[Bounding box annotation items]
## Begin
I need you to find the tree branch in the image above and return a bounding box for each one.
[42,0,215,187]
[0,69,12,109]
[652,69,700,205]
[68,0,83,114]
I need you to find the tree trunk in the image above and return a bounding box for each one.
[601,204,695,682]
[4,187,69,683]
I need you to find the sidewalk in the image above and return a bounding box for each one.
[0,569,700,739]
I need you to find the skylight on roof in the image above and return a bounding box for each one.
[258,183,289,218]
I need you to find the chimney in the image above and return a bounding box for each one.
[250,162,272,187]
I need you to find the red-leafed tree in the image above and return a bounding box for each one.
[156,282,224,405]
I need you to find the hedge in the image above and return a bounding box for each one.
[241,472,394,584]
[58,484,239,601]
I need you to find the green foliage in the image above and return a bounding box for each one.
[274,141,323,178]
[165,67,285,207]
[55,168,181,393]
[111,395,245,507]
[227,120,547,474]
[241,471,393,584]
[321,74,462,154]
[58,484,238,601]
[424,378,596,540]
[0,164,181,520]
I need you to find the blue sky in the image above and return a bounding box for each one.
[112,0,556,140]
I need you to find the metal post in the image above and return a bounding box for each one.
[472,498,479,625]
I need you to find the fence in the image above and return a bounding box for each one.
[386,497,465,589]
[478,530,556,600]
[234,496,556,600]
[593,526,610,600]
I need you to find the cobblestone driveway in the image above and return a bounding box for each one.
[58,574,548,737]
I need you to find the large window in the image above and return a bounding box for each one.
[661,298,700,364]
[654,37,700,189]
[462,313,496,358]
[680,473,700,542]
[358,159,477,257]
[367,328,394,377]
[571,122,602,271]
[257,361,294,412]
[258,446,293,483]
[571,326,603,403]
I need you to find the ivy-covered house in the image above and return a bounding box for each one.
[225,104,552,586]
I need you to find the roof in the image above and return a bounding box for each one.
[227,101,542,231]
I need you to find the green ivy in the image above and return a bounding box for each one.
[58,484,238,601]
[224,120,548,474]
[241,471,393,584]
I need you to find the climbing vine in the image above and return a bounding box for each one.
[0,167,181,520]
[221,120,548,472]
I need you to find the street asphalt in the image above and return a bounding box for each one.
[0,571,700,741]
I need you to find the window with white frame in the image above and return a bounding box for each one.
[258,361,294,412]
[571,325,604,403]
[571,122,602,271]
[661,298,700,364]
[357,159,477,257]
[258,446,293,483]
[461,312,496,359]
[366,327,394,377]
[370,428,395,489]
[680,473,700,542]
## End
Lay out the part of the items that opens with the line containing "I need you to find the green ivy" and runs through the end of the items as a Markdown table with the columns Row and Item line. Number each row and leave out any blank lines.

| Row | Item line |
|---|---|
| 1 | I need you to find the green ivy in the image above and return a bounding box for each one. |
| 2 | [58,484,238,601] |
| 3 | [224,120,548,474] |
| 4 | [241,471,393,584] |
| 5 | I need you to find the climbing vine in the image above and return a bounding box for each one. |
| 6 | [0,167,181,520] |
| 7 | [221,120,548,472] |
| 8 | I need you to find the street asphalt in the image above and return a bounding box for each one. |
| 9 | [0,571,700,741] |
| 10 | I need you to find the window with white frame in the image above and return a bounding box for each one. |
| 11 | [258,361,294,412] |
| 12 | [571,325,604,403] |
| 13 | [571,122,602,271] |
| 14 | [661,298,700,364] |
| 15 | [357,159,477,257] |
| 16 | [258,446,293,483] |
| 17 | [461,312,496,359] |
| 18 | [366,327,394,377] |
| 19 | [370,428,395,489] |
| 20 | [680,473,700,542] |